Rescale everything from the line containing "Can you spot the player in white" down to the line containing "x=375, y=324", both included, and write out only those lines. Keep the requests unchanged, and multiply each coordinate in the answers by 1.8, rounding to whole numbers with halves going up.

====

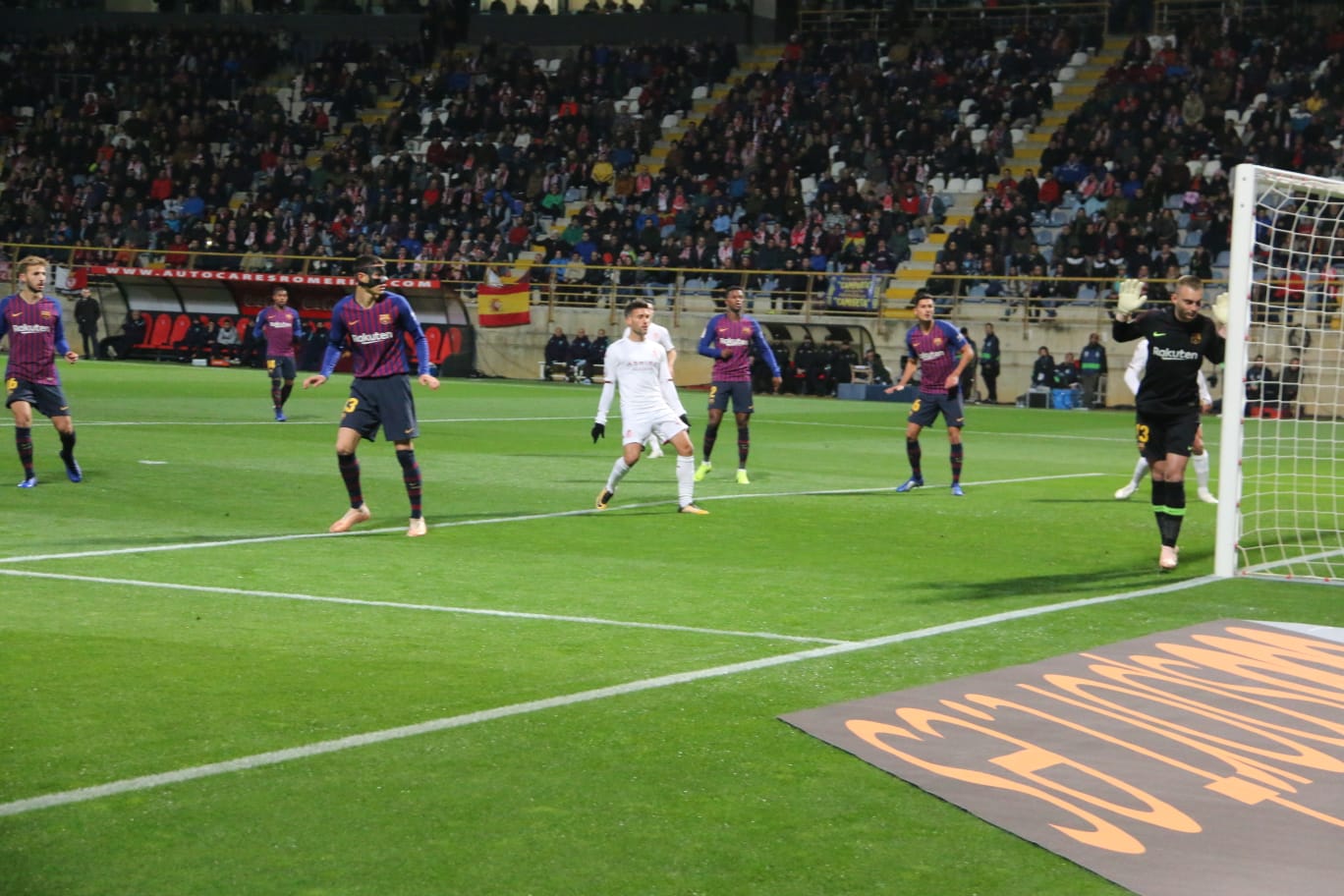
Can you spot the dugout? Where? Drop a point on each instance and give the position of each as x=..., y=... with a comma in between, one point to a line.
x=171, y=300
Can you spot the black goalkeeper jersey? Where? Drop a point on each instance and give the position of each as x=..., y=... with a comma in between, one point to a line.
x=1175, y=354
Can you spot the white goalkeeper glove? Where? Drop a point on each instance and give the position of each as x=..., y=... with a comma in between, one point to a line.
x=1131, y=297
x=1220, y=308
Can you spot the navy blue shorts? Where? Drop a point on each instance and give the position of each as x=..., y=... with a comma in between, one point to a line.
x=48, y=399
x=380, y=402
x=1163, y=434
x=280, y=366
x=926, y=407
x=740, y=392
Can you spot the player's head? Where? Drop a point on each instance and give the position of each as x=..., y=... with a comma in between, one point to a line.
x=1187, y=297
x=32, y=273
x=371, y=273
x=735, y=299
x=924, y=307
x=639, y=313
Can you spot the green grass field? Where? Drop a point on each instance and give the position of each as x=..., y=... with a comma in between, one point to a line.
x=535, y=698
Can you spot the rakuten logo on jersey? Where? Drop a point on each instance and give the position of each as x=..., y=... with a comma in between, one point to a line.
x=1176, y=354
x=368, y=339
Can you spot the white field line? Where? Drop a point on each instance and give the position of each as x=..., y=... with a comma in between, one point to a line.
x=397, y=604
x=523, y=518
x=321, y=747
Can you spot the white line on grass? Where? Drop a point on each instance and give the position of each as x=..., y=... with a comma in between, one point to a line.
x=397, y=604
x=523, y=518
x=321, y=747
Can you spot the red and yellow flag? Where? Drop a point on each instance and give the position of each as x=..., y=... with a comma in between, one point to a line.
x=504, y=306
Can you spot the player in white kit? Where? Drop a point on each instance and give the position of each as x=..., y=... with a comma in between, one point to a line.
x=638, y=366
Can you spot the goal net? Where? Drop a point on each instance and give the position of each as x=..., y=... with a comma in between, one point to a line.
x=1281, y=473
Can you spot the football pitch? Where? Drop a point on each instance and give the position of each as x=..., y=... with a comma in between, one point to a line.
x=204, y=694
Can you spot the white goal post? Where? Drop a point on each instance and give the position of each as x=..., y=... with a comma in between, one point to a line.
x=1281, y=460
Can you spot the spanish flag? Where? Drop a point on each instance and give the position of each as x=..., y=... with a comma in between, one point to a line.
x=504, y=306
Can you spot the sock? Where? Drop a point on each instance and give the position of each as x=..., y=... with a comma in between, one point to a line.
x=711, y=431
x=410, y=476
x=23, y=441
x=618, y=472
x=350, y=475
x=1169, y=509
x=686, y=479
x=1201, y=464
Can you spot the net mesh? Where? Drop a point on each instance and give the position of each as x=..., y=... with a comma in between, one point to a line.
x=1292, y=456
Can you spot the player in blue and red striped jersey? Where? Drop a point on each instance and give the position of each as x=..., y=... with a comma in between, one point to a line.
x=939, y=352
x=36, y=336
x=730, y=339
x=280, y=326
x=375, y=324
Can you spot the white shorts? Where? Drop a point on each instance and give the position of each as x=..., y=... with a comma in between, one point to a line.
x=639, y=428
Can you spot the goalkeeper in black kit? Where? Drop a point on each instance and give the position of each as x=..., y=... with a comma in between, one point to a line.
x=1179, y=340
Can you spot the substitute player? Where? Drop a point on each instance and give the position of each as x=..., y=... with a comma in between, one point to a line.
x=730, y=339
x=1167, y=405
x=941, y=354
x=31, y=380
x=278, y=324
x=376, y=322
x=1198, y=456
x=639, y=368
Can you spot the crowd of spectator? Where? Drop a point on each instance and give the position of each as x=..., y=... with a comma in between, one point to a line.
x=176, y=143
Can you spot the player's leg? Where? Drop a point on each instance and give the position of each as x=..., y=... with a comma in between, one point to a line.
x=347, y=441
x=718, y=402
x=744, y=420
x=684, y=472
x=638, y=432
x=1199, y=460
x=22, y=410
x=66, y=431
x=274, y=372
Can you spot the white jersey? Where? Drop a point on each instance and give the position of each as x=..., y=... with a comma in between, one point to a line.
x=660, y=335
x=1135, y=373
x=640, y=371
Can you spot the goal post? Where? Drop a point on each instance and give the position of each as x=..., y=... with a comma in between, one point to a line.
x=1281, y=457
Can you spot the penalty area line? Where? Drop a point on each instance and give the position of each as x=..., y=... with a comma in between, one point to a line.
x=496, y=520
x=323, y=747
x=398, y=604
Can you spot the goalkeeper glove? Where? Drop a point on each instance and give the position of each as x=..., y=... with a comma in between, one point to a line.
x=1220, y=307
x=1131, y=296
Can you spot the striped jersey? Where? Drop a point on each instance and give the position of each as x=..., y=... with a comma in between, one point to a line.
x=280, y=328
x=938, y=351
x=376, y=336
x=36, y=336
x=740, y=337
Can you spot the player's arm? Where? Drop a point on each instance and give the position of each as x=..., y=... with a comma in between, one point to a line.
x=1135, y=369
x=707, y=340
x=335, y=348
x=412, y=325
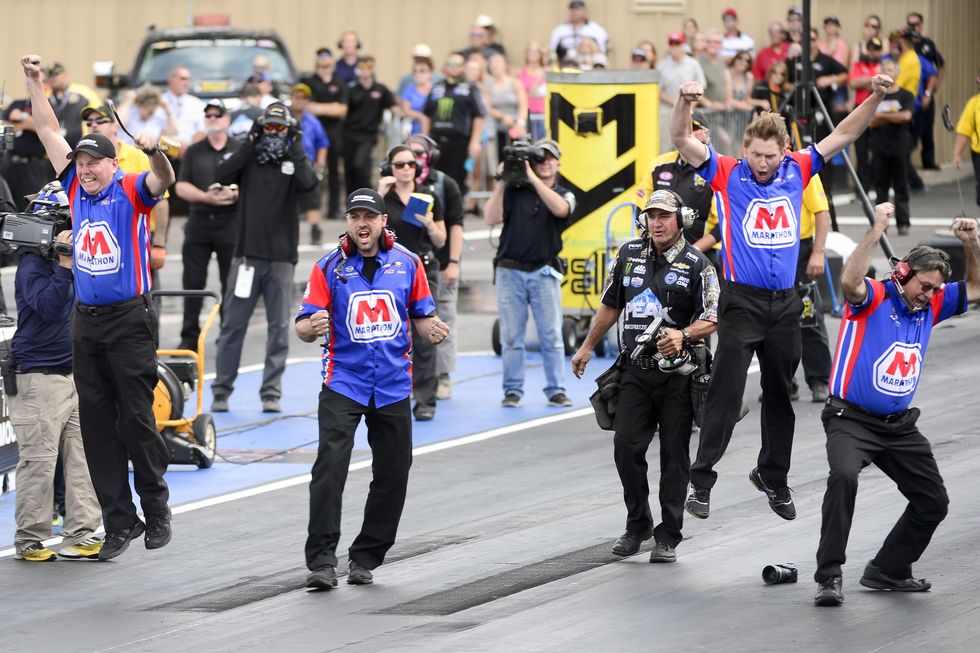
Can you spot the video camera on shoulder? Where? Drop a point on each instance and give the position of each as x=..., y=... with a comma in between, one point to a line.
x=514, y=172
x=34, y=230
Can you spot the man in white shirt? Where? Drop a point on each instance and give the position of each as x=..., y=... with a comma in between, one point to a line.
x=187, y=109
x=675, y=69
x=570, y=34
x=735, y=40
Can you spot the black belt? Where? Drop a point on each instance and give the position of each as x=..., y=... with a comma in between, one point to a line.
x=63, y=371
x=645, y=362
x=837, y=402
x=105, y=309
x=517, y=265
x=760, y=292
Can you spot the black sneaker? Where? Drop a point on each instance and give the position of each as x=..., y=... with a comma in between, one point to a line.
x=874, y=578
x=359, y=574
x=322, y=578
x=629, y=543
x=663, y=553
x=779, y=499
x=117, y=542
x=829, y=592
x=698, y=501
x=158, y=531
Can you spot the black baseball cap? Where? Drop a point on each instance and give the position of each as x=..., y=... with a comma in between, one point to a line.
x=95, y=144
x=276, y=114
x=366, y=198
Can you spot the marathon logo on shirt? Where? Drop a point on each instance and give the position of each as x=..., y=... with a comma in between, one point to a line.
x=897, y=370
x=372, y=316
x=770, y=223
x=96, y=249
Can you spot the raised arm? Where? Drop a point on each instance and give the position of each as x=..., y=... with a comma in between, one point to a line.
x=681, y=136
x=45, y=122
x=856, y=267
x=851, y=127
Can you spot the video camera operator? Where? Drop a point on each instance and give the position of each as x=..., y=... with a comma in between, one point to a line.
x=656, y=276
x=528, y=271
x=44, y=408
x=114, y=328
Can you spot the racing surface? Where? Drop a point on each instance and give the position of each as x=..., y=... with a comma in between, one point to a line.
x=505, y=540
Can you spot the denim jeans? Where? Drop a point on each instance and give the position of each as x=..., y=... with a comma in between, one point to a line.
x=541, y=290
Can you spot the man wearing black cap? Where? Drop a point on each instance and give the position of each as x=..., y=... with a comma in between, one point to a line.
x=670, y=171
x=211, y=223
x=271, y=168
x=656, y=276
x=359, y=299
x=114, y=329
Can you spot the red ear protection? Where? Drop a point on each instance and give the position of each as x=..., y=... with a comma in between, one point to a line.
x=386, y=242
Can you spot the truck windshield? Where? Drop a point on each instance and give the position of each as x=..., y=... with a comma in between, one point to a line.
x=216, y=64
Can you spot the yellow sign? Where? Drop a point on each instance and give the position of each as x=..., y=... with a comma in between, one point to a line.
x=607, y=124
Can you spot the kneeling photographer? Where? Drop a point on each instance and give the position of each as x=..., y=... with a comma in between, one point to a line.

====

→ Exercise response
Can you spot the player in white kit? Where? Drop a point on each instance and give the position of each as x=..., y=... with a comma in between, one point to a line.
x=1148, y=659
Can you spot the goal net? Where? Drop a point on each instance and give the position of each as x=..., y=... with a comma in between, one point to a line.
x=2306, y=851
Can you spot the football pitch? Where? Drop a point on each instance and give the position of each as x=..., y=... with a comma in between, one point to a line.
x=367, y=1249
Can you spot the white goal post? Where? Drop a point on each instance and give the position of each as x=..., y=... with a comma in between, one point to a line.
x=2306, y=828
Can you spot the spanish flag? Where? Drop a point on each instance and give the position of each as x=..., y=... with a comma in between, one point to a line.
x=907, y=551
Can you spot the sock? Where? Drop a point on each instance and give the position of each as x=..., y=... with a comma in between, one point to a line.
x=1280, y=776
x=738, y=857
x=41, y=794
x=1112, y=850
x=630, y=855
x=2104, y=916
x=1235, y=862
x=2162, y=835
Can you spot the net mesh? Where? Drop a point on each instance and give the position of each as x=..., y=... with a comma in between, one point to a line.
x=2326, y=821
Can you spot the player in blue and red striped jersey? Where? Drop a point on each instance and give the position of each as x=..., y=... with a comma in between, one point to a line.
x=1690, y=634
x=65, y=605
x=1314, y=610
x=504, y=587
x=675, y=583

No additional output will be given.